§ **Work required**: Reproduce, character for character, everything in the data below from the line containing "For each <instance>, output" down to the line containing "box: [0, 364, 69, 408]", with both of those lines included.

☆ ☆ ☆

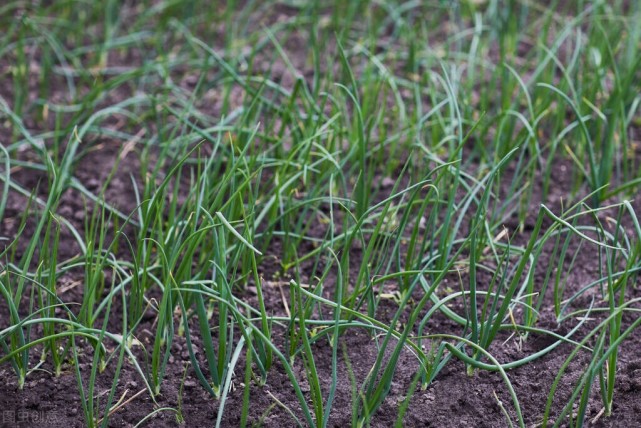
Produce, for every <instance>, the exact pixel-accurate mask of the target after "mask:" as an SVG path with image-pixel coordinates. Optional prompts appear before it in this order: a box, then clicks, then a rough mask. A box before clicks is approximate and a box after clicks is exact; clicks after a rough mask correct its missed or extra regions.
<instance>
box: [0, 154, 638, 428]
mask: <svg viewBox="0 0 641 428" xmlns="http://www.w3.org/2000/svg"><path fill="white" fill-rule="evenodd" d="M117 153H118V152H117V150H114V149H113V148H102V149H100V148H99V149H97V150H96V151H95V152H94V154H89V155H87V156H86V157H85V158H83V159H82V160H81V161H80V162H79V164H78V167H77V170H76V173H75V175H76V177H78V178H79V179H81V180H82V182H84V183H86V186H91V185H92V184H91V183H93V182H94V180H100V179H102V176H103V174H105V171H108V170H109V168H110V165H111V162H110V161H109V159H110V158H113V157H115V156H116V155H117ZM94 156H100V158H101V163H100V165H101V166H100V167H97V166H96V165H97V164H96V163H95V158H94ZM136 167H137V162H136V160H135V157H134V156H131V157H130V160H129V161H126V162H123V163H122V165H121V167H120V170H119V171H120V172H119V175H118V176H117V178H116V179H115V180H114V181H113V182H112V184H111V186H110V188H109V191H108V192H107V199H108V200H110V201H111V202H112V203H114V204H115V205H117V206H119V207H120V208H121V209H122V210H124V211H127V210H131V209H132V208H133V207H134V206H135V201H134V200H132V199H131V198H128V197H127V196H125V195H132V192H131V189H130V188H128V187H127V186H130V185H131V182H130V180H127V179H124V178H123V179H119V178H118V177H129V173H130V172H131V173H133V172H135V171H137V169H136ZM41 179H42V177H38V176H36V175H30V174H27V175H26V176H25V177H19V178H18V180H20V181H22V182H23V185H24V186H26V187H31V188H33V187H34V186H35V185H36V182H37V181H38V180H41ZM559 182H560V183H561V184H562V182H561V181H559ZM74 192H77V191H75V190H70V191H69V192H68V194H66V195H65V197H64V200H63V203H62V205H61V207H60V210H59V212H60V213H64V215H65V217H66V218H68V219H69V220H70V221H72V222H73V223H76V224H77V226H79V227H80V226H81V224H82V219H83V215H84V206H83V202H82V201H81V198H79V197H78V195H76V194H74ZM24 203H25V201H24V198H21V197H17V196H13V195H12V197H10V198H9V204H8V207H7V211H6V212H7V215H6V217H5V219H4V221H3V223H2V226H1V227H2V235H4V236H11V235H12V233H13V232H14V231H15V227H16V221H15V218H16V217H17V216H18V215H19V213H20V212H21V209H22V207H23V204H24ZM549 203H551V204H552V205H553V204H554V201H549ZM526 229H527V228H526ZM311 233H312V234H313V233H314V232H313V231H312V232H311ZM527 233H528V232H527V231H526V232H524V235H521V236H520V237H519V236H517V237H516V239H517V240H518V239H525V238H526V237H527ZM272 249H273V250H272V253H271V254H268V255H267V257H265V263H264V265H263V267H262V269H261V270H262V272H263V274H264V275H265V277H267V278H270V277H271V276H272V274H273V273H274V272H275V271H276V270H277V269H276V268H275V267H274V266H273V265H271V263H273V260H278V258H279V252H278V247H277V246H274V247H272ZM77 251H78V248H77V246H76V244H75V243H74V242H73V240H72V238H71V236H70V235H69V234H63V243H62V247H61V253H62V254H64V255H66V256H68V257H71V256H73V255H74V254H75V253H77ZM592 257H593V255H592V254H590V252H588V251H584V252H583V253H582V255H580V256H579V260H578V262H577V263H576V266H577V267H575V269H574V271H573V274H572V278H573V281H574V284H576V285H577V286H578V285H579V284H585V283H587V282H589V279H590V278H595V277H596V272H594V270H593V269H592V268H590V266H592V265H593V264H592V261H591V258H592ZM270 261H271V262H270ZM547 262H548V261H547V260H546V259H545V257H544V258H543V259H542V261H541V264H542V265H543V266H544V265H545V264H547ZM74 279H78V278H73V276H71V277H64V278H62V279H61V283H62V284H63V286H64V284H73V281H74ZM540 279H541V280H542V279H543V278H540ZM270 284H271V282H268V283H267V286H265V287H264V289H265V292H266V298H267V302H266V303H267V310H268V312H269V313H280V314H283V313H284V306H283V301H282V296H281V293H280V291H279V290H278V287H277V286H275V285H274V286H269V285H270ZM568 287H573V283H570V284H569V286H568ZM250 289H251V288H250ZM67 290H68V291H66V292H65V293H64V294H63V295H62V297H63V300H65V301H69V302H71V301H74V300H76V301H77V300H78V298H79V296H80V293H79V290H77V289H76V288H74V287H68V288H67ZM630 291H631V296H630V297H631V298H632V297H638V294H639V293H638V292H637V290H636V289H631V290H630ZM285 292H287V290H285ZM245 298H246V299H247V300H249V301H250V302H251V301H253V300H255V296H253V295H252V294H251V293H249V294H246V296H245ZM548 299H549V297H548ZM585 299H587V297H586V298H585ZM579 303H580V304H582V305H585V304H589V300H584V301H581V302H579ZM116 305H117V303H116ZM549 306H550V305H544V307H549ZM1 309H2V310H1V311H0V325H2V326H7V318H6V316H7V310H6V305H5V304H2V305H1ZM395 309H396V307H395V303H393V302H392V301H385V300H384V301H383V303H382V305H381V307H380V309H379V311H380V312H379V314H380V315H379V316H380V317H381V318H383V319H385V318H388V319H389V317H390V316H391V315H390V314H393V312H394V311H395ZM118 313H119V309H118V307H117V306H116V307H115V310H113V311H112V314H113V315H112V317H111V318H110V331H118V330H119V320H120V317H119V316H118ZM386 314H387V315H386ZM628 318H630V317H628ZM625 321H626V322H627V323H629V322H631V321H632V320H631V319H626V320H625ZM153 322H154V319H153V316H152V317H149V318H148V319H146V320H145V321H143V324H142V325H140V326H139V327H138V330H137V331H138V332H141V333H139V335H138V339H139V340H140V341H141V342H142V343H143V345H147V344H148V343H149V339H150V338H151V335H152V334H151V333H150V332H151V331H154V327H153V325H152V324H153ZM595 323H596V321H589V322H587V323H586V325H585V326H584V327H583V328H582V329H581V330H580V331H579V333H577V336H576V337H582V336H581V334H582V333H583V334H584V333H585V332H587V331H589V329H590V328H591V327H593V326H594V325H596V324H595ZM538 325H539V326H540V327H542V328H545V329H548V330H550V331H555V332H558V333H559V334H565V333H567V331H569V329H570V328H571V327H572V326H573V325H567V323H564V324H562V325H560V326H558V325H557V324H556V320H555V318H554V316H553V315H552V314H551V313H549V312H543V313H542V314H541V318H540V321H539V324H538ZM429 331H430V332H451V333H460V327H457V326H456V325H454V324H453V323H452V322H451V321H449V320H447V319H446V318H444V317H442V318H438V317H436V318H434V319H433V320H432V321H431V323H430V324H429ZM281 335H282V331H278V329H276V330H275V331H274V337H276V338H278V337H279V336H281ZM503 340H505V343H502V342H503ZM341 342H342V344H344V349H345V351H346V352H347V355H348V356H349V360H348V361H349V364H350V365H351V367H352V370H353V375H354V377H355V379H356V382H357V385H360V384H361V382H362V381H363V380H364V378H365V376H366V375H367V373H368V371H369V370H370V368H371V367H372V364H373V363H374V361H375V358H376V354H377V347H376V346H377V345H376V341H375V340H374V338H372V337H371V336H370V335H369V334H368V333H367V332H365V331H352V332H350V333H349V334H346V335H344V336H343V338H342V339H341ZM640 342H641V338H639V336H638V335H636V334H635V335H633V336H632V337H631V339H630V340H628V341H626V342H625V343H624V345H623V347H622V352H621V357H620V359H619V365H618V374H617V388H616V400H615V408H614V412H613V415H612V416H611V417H609V418H605V417H601V418H599V419H598V421H597V422H596V423H595V424H594V425H595V426H622V425H624V424H629V425H630V426H634V425H635V423H639V422H641V419H640V418H641V417H639V416H638V415H639V410H641V409H640V404H639V401H638V394H639V390H641V380H640V379H641V359H640V358H639V357H638V350H639V347H641V343H640ZM195 343H196V347H198V339H197V338H196V339H195ZM276 343H277V344H279V345H282V343H278V339H276ZM550 343H551V339H550V338H549V337H545V336H537V335H531V336H530V337H529V338H528V339H527V341H525V342H522V343H521V341H520V340H519V338H518V337H517V338H508V337H507V335H504V337H503V339H502V340H497V342H496V346H494V347H493V348H492V349H491V352H492V354H493V356H494V357H495V358H497V360H499V361H501V362H509V361H512V360H516V359H519V358H522V357H524V356H527V355H530V354H532V353H534V352H537V351H539V350H541V349H543V348H544V347H546V346H547V345H549V344H550ZM134 350H136V347H134ZM571 350H572V347H571V346H570V345H563V346H560V347H558V348H557V349H555V350H554V351H553V352H551V353H550V354H548V355H546V356H544V357H542V358H540V359H538V360H536V361H535V362H533V363H531V364H527V365H525V366H522V367H520V368H518V369H515V370H512V371H510V372H509V378H510V380H511V382H512V384H513V386H514V388H515V390H516V392H517V394H518V397H519V399H520V402H521V406H522V411H523V414H524V417H525V420H526V421H527V423H528V426H535V425H536V424H537V422H538V421H539V420H540V419H541V417H542V412H543V409H544V407H545V403H546V400H547V398H548V394H549V391H550V386H551V384H552V382H553V380H554V378H555V376H556V374H557V373H558V370H559V368H560V367H561V365H562V364H563V363H564V361H565V359H566V358H567V356H568V355H569V352H571ZM83 351H84V352H82V353H81V354H80V357H79V358H80V367H81V370H82V373H83V375H84V376H88V372H89V370H90V365H91V361H92V357H93V351H92V348H91V347H90V346H85V347H84V348H83ZM331 352H332V350H331V347H330V346H329V344H328V343H327V341H319V342H317V343H316V344H315V345H314V355H315V358H316V364H317V368H318V370H319V374H320V376H321V378H322V379H323V380H324V386H325V387H326V386H327V385H328V384H329V383H328V382H329V378H330V376H331ZM137 354H138V356H139V357H141V356H142V353H141V352H140V350H138V351H137ZM32 355H33V364H36V363H37V361H36V359H37V357H38V356H39V352H33V353H32ZM588 357H589V355H587V354H585V353H584V354H579V356H578V357H577V358H576V359H575V360H574V361H573V362H572V363H571V364H570V366H569V368H568V370H567V371H566V375H565V377H564V378H563V381H562V382H561V384H560V387H559V389H558V391H557V393H556V395H555V405H553V407H552V409H553V412H552V414H553V415H554V414H555V413H556V412H558V411H559V409H560V407H559V406H562V405H564V404H565V403H566V402H567V397H568V395H569V393H570V391H571V387H572V386H573V385H574V382H575V381H576V380H577V378H578V376H580V375H581V374H582V372H583V369H584V366H583V364H585V362H586V361H587V360H588ZM243 367H244V361H242V358H241V361H240V362H239V365H238V366H237V369H236V377H235V378H234V381H233V386H234V388H232V390H231V391H230V392H229V395H228V398H227V402H226V404H225V411H224V415H223V426H237V425H238V424H239V421H240V403H241V402H242V393H243V388H242V382H243V381H244V379H243V371H244V370H243ZM279 367H280V366H279V363H278V362H277V363H276V364H275V366H274V367H273V369H272V370H271V371H270V373H269V377H268V379H267V383H266V384H265V385H263V386H258V385H256V384H252V385H251V396H250V397H251V407H250V409H251V410H250V422H251V423H254V424H258V425H264V426H292V425H293V424H294V421H293V419H292V418H291V417H290V416H289V415H288V414H287V412H286V411H285V410H283V409H282V408H281V407H280V406H278V405H276V406H275V403H276V399H278V401H280V402H281V403H283V404H284V405H285V406H287V407H288V408H290V409H292V410H293V411H294V412H296V409H299V404H298V402H297V400H296V398H295V396H294V393H293V390H292V388H291V385H290V382H289V379H288V378H287V376H286V375H285V373H284V372H283V370H282V369H280V368H279ZM48 369H51V365H50V363H49V362H47V363H45V364H44V365H43V366H42V367H41V370H38V371H35V372H33V373H31V374H30V375H29V376H28V378H27V382H26V384H25V386H24V389H23V390H19V389H18V386H17V381H16V378H15V375H14V373H13V372H12V371H11V369H10V367H9V366H8V365H3V366H2V367H1V368H0V381H1V382H2V384H3V385H4V388H3V390H2V392H1V393H0V408H2V409H3V416H2V418H3V419H2V422H3V425H2V426H6V427H13V426H34V424H35V426H51V427H55V426H60V427H62V426H66V427H72V426H73V427H76V426H78V427H80V426H84V425H85V422H84V421H83V416H82V411H81V408H80V402H79V393H78V386H77V382H76V378H75V376H74V372H73V370H72V368H71V367H70V366H66V368H65V370H64V371H63V373H62V374H61V376H59V377H55V376H53V375H52V374H51V373H49V372H48V371H47V370H48ZM295 369H296V370H297V371H298V372H297V375H299V380H302V379H303V376H300V375H304V369H303V367H302V366H300V364H299V365H295ZM114 370H115V363H112V364H110V365H109V366H108V367H107V369H106V371H105V372H104V373H103V374H101V375H99V376H98V381H97V387H96V393H97V394H100V393H104V392H105V391H108V390H109V388H110V387H111V382H112V379H113V371H114ZM185 370H186V372H185ZM416 370H417V364H416V360H415V358H414V357H413V356H411V355H409V353H408V354H407V355H403V356H402V357H401V361H400V364H399V365H398V368H397V371H396V376H395V380H394V382H393V384H392V387H391V392H390V394H389V396H388V397H387V399H386V400H385V402H384V404H383V405H382V406H381V408H380V409H379V411H378V412H377V413H376V414H375V415H374V417H373V419H372V426H377V427H387V426H391V425H393V423H394V421H395V420H396V417H397V415H398V409H399V405H400V403H401V402H402V400H403V398H404V397H405V395H406V393H407V390H408V388H409V387H410V382H411V380H412V377H413V375H414V374H415V372H416ZM338 375H339V379H340V382H339V387H338V390H337V393H336V399H335V402H334V408H333V411H332V413H331V420H330V424H329V425H330V426H336V427H342V426H349V425H350V424H351V420H352V419H351V418H352V415H351V409H352V407H353V406H352V384H351V382H350V380H349V379H350V377H349V372H348V366H347V365H346V363H345V359H344V358H341V364H340V366H339V373H338ZM183 379H184V382H183ZM302 385H303V389H304V392H306V393H308V392H309V391H308V390H307V391H305V382H304V381H302ZM137 393H140V395H137V396H136V394H137ZM495 394H496V395H495ZM121 396H124V397H126V398H130V397H135V398H133V399H132V400H131V401H130V402H128V403H127V404H126V405H124V406H122V408H121V409H120V410H118V411H117V412H115V413H114V414H113V415H112V417H111V420H110V426H133V425H134V424H136V423H137V422H139V421H140V420H141V419H142V418H144V417H145V416H147V415H149V414H150V413H151V412H153V411H154V409H157V408H166V407H170V408H174V409H177V408H180V409H181V410H182V416H183V417H184V422H185V424H186V426H194V427H196V426H198V427H200V426H210V425H211V424H213V423H214V421H215V419H216V417H217V414H218V406H219V404H220V403H219V402H217V401H215V400H214V399H212V398H211V397H210V396H209V395H208V394H207V392H205V390H204V389H203V388H202V387H201V386H200V385H199V383H198V380H197V378H196V377H195V375H194V373H193V370H192V369H191V368H190V362H189V357H188V353H187V351H186V349H185V342H184V338H182V337H178V338H176V341H175V343H174V345H173V348H172V358H171V360H170V364H169V366H168V369H167V375H166V380H165V381H164V383H163V386H162V394H161V396H160V397H157V399H156V403H153V401H152V400H151V398H150V397H149V396H148V394H147V391H146V390H145V388H144V384H143V381H142V379H141V378H140V376H139V374H138V373H137V372H136V371H135V369H134V368H133V366H132V365H131V364H130V363H128V362H125V364H124V366H123V368H122V372H121V374H120V377H119V380H118V391H117V397H118V398H120V397H121ZM498 400H501V401H502V402H503V403H504V406H505V408H506V409H508V411H509V412H510V413H511V414H512V415H513V414H514V413H513V410H512V409H513V407H512V404H511V400H510V397H509V395H508V393H507V390H506V386H505V384H504V382H503V380H502V379H501V377H500V375H499V374H497V373H490V372H483V371H479V372H477V373H476V374H475V375H474V376H473V377H469V376H468V375H467V374H466V368H465V366H464V365H463V364H462V363H461V362H459V361H456V360H451V361H450V363H449V364H448V365H447V366H446V367H445V368H444V369H443V370H442V371H441V372H440V373H439V375H438V376H437V378H436V380H435V381H434V382H433V383H432V384H431V385H429V387H428V388H427V389H426V390H418V391H417V392H416V393H415V395H414V397H413V398H412V401H411V404H410V407H409V411H408V412H407V414H406V416H405V419H404V423H405V424H406V426H435V427H449V426H452V427H455V426H456V427H458V426H479V427H481V426H484V427H496V426H505V424H506V419H505V416H504V414H503V413H502V410H501V408H500V406H499V405H498ZM179 403H180V404H179ZM600 403H601V402H600V399H599V396H598V386H595V387H594V391H593V397H592V399H591V404H590V407H589V411H588V417H589V418H590V419H592V418H594V417H596V416H597V414H598V413H599V411H600V410H601V407H600V406H601V404H600ZM177 423H178V422H177V419H176V415H175V414H174V412H172V411H160V412H158V413H156V414H155V415H154V416H153V417H152V418H151V419H150V420H149V422H148V426H175V425H177Z"/></svg>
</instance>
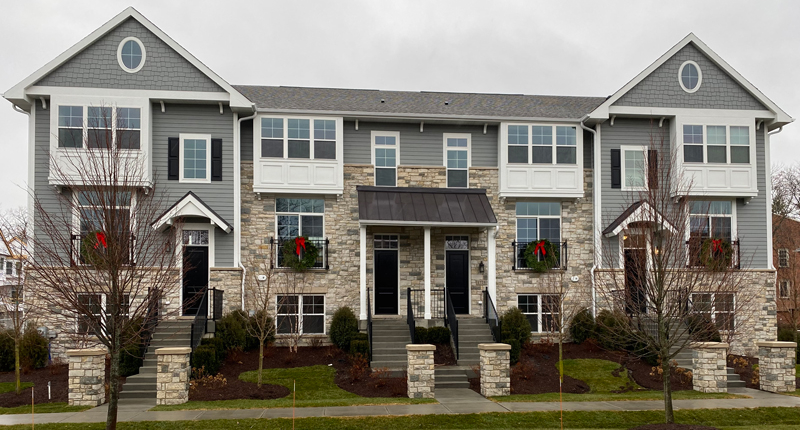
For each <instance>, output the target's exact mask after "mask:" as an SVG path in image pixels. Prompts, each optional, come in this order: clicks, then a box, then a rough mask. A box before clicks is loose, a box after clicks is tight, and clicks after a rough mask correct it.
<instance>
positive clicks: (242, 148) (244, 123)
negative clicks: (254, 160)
mask: <svg viewBox="0 0 800 430" xmlns="http://www.w3.org/2000/svg"><path fill="white" fill-rule="evenodd" d="M239 140H240V142H241V146H240V149H241V157H242V161H253V120H252V119H248V120H247V121H242V126H241V128H240V129H239Z"/></svg>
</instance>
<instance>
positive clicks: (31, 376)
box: [0, 364, 69, 408]
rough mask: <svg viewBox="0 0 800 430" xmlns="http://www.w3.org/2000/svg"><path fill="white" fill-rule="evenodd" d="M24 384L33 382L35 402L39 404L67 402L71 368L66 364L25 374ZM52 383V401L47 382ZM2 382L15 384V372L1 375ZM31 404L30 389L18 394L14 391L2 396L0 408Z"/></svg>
mask: <svg viewBox="0 0 800 430" xmlns="http://www.w3.org/2000/svg"><path fill="white" fill-rule="evenodd" d="M20 379H21V380H22V382H33V387H34V401H35V402H36V404H39V403H52V402H66V401H67V399H68V397H67V394H68V388H69V387H68V385H69V384H68V379H69V367H68V366H67V365H66V364H60V365H59V364H54V365H51V366H47V367H44V368H42V369H34V370H29V371H27V372H23V373H22V375H21V377H20ZM48 381H49V382H50V399H48V398H47V382H48ZM0 382H14V372H2V373H0ZM30 404H31V390H30V388H28V389H25V390H22V393H20V394H16V393H14V392H13V391H11V392H9V393H3V394H0V407H3V408H11V407H16V406H22V405H30Z"/></svg>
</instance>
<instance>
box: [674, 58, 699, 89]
mask: <svg viewBox="0 0 800 430" xmlns="http://www.w3.org/2000/svg"><path fill="white" fill-rule="evenodd" d="M678 82H680V83H681V88H683V90H684V91H686V92H687V93H693V92H695V91H697V89H698V88H700V84H701V83H703V72H701V71H700V66H698V65H697V63H695V62H694V61H686V62H685V63H683V64H682V65H681V68H680V70H679V71H678Z"/></svg>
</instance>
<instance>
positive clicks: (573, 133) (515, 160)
mask: <svg viewBox="0 0 800 430" xmlns="http://www.w3.org/2000/svg"><path fill="white" fill-rule="evenodd" d="M576 133H577V129H576V128H575V127H572V126H560V125H555V126H554V125H531V126H528V125H509V126H508V148H507V151H508V162H509V163H514V164H529V163H532V164H577V158H578V148H577V135H576ZM553 136H555V139H554V138H553ZM554 147H555V157H553V152H554V150H553V148H554Z"/></svg>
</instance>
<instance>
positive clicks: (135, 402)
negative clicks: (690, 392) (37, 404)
mask: <svg viewBox="0 0 800 430" xmlns="http://www.w3.org/2000/svg"><path fill="white" fill-rule="evenodd" d="M728 391H729V392H731V393H734V394H743V395H746V396H750V397H752V398H750V399H705V400H675V401H674V402H673V405H674V407H675V409H741V408H762V407H799V406H800V397H793V396H784V395H780V394H772V393H767V392H764V391H758V390H753V389H750V388H735V389H734V388H732V389H730V390H728ZM436 399H437V400H438V401H439V403H438V404H425V405H377V406H335V407H323V408H297V409H295V410H294V416H295V417H297V418H305V417H358V416H390V415H434V414H474V413H481V412H534V411H557V410H559V407H560V406H559V404H558V403H557V402H529V403H522V402H520V403H511V402H502V403H496V402H492V401H490V400H487V399H485V398H483V397H482V396H480V395H479V394H477V393H475V392H474V391H472V390H469V389H466V388H463V389H440V390H438V391H437V392H436ZM153 406H155V401H154V400H149V401H134V400H133V399H131V400H126V401H124V402H120V409H119V416H118V419H119V421H133V422H135V421H183V420H217V419H246V418H291V417H292V409H291V408H276V409H237V410H218V411H169V412H166V411H165V412H150V411H148V409H150V408H151V407H153ZM564 410H565V411H645V410H663V402H661V401H620V402H564ZM106 411H107V408H106V406H100V407H97V408H93V409H90V410H88V411H85V412H73V413H60V414H40V415H36V416H35V421H36V423H37V424H43V423H88V422H102V421H105V419H106ZM30 422H31V416H30V415H0V425H11V424H30Z"/></svg>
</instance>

☆ ☆ ☆

§ **Written answer**:
For each <instance>, output the target's exact mask after "mask:" as an SVG path in image pixels. Prompts, each optional, come in this order: clicks, then a box, then a rough mask. A box before clicks is loose, a box after clicks is tight, and clicks after a rough mask correct it.
<instance>
positive clicks: (242, 148) (244, 123)
negative clicks: (254, 160)
mask: <svg viewBox="0 0 800 430" xmlns="http://www.w3.org/2000/svg"><path fill="white" fill-rule="evenodd" d="M239 140H240V142H241V146H240V149H241V157H242V161H253V120H252V119H248V120H247V121H242V126H241V128H240V129H239Z"/></svg>
</instance>
<instance>
positive clicks: (31, 376)
box: [0, 364, 69, 408]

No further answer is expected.